- [Provided text]:
----------

Toolkit reduces risk and helps providers build the perfect cloud for their needs

LONDON, April 30 — The EU-funded OPTIMIS project today announced it is releasing the first version of its open source toolkit to help European service providers build and run applications in the cloud.

The software toolkit makes it easy for service providers to build service policies and virtual machines and make deployment and infrastructure decisions based on four key factors – trust, risk, eco-efficiency and cost (TREC). It gives service providers the choice of deploying services across all types of cloud environments – private, hybrid, cloud-bursting, federated or multi-clouds.

"The OPTIMIS project is an important part of Neelie Kroes' EU-wide cloud initiative," said Csilla Zsigri, director of consulting services EMEA, at 451 Research and project spokesperson. Neelie Kroes, VP of the European Commission, is responsible for the Digital Agendaand has set out an EU-wide cloud computing strategy to put Europe ahead of the game, by making it not only 'cloud-friendly' but 'cloud active'.

"This cloud strategy goes beyond a policy framework by stimulating new research and innovation, and the creation of pan-European partnerships to create better cloud environments and give European businesses, especially SMBs, a platform on which to innovate with new products and services," Zsigri added.

The OPTIMIS programming component allows developers to define service elements and automatically create virtual machines. Using the TREC optimisation engine, the toolkit manages the deployment of the VMs to the service provider's preferred infrastructure.

Another component, the OPTIMIS broker, manages the infrastructure selection and service deployment by automatically evaluating infrastructure providers based on the service provider's TREC preference. These deployments can even occur across multiple cloud infrastructures if the TREC-based evaluation determines that would deliver the best result.

Once the service is live, OPTIMIS allows the service provider to continue to monitor, change and optimise the various configurations at runtime.

Another key feature of the toolkit is that the software design incorporates data protection requirements. "This is important, because data protection is more and more becoming a 'must have' feature for cloud services, not only in Europe but worldwide," added Zsigri.

Version one of the toolkit will be available on 1 June 2012 for download from the OPTIMIS website.

----------

[Lines from a dataset]
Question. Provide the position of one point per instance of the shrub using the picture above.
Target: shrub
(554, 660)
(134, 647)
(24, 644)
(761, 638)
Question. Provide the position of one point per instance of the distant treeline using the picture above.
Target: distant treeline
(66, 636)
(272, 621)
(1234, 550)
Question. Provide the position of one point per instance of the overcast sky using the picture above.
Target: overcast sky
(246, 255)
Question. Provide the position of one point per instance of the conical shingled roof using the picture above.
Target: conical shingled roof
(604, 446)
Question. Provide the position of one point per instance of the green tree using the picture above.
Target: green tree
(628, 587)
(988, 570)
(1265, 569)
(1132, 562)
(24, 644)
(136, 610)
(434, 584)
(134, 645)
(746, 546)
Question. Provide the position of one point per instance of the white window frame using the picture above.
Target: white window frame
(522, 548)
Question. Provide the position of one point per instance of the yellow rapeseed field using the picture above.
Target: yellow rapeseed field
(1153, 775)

----------

- [Complete the following]:
[a] According to the OPTIMIS press release, on what date will version one of the toolkit be available for download?
[b] Reproduce the OPTIMIS press release from "The OPTIMIS programming" to "configurations at runtime.".
[c] Decide whether each statement agrees with the OPTIMIS press release, and support each yes or no with the text's own words: (i) The toolkit lets service providers deploy services across hybrid and federated clouds. (ii) Csilla Zsigri is VP of the European Commission. (iii) After a service goes live, its configurations can no longer be changed.

- [Per-task answers]:
[a] 1 June 2012

[b]
The OPTIMIS programming component allows developers to define service elements and automatically create virtual machines. Using the TREC optimisation engine, the toolkit manages the deployment of the VMs to the service provider's preferred infrastructure.

Another component, the OPTIMIS broker, manages the infrastructure selection and service deployment by automatically evaluating infrastructure providers based on the service provider's TREC preference. These deployments can even occur across multiple cloud infrastructures if the TREC-based evaluation determines that would deliver the best result.

Once the service is live, OPTIMIS allows the service provider to continue to monitor, change and optimise the various configurations at runtime.

[c]
(i) Yes: "It gives service providers the choice of deploying services across all types of cloud environments – private, hybrid, cloud-bursting, federated or multi-clouds."
(ii) No: "Neelie Kroes, VP of the European Commission"
(iii) No: "Once the service is live, OPTIMIS allows the service provider to continue to monitor, change and optimise the various configurations at runtime."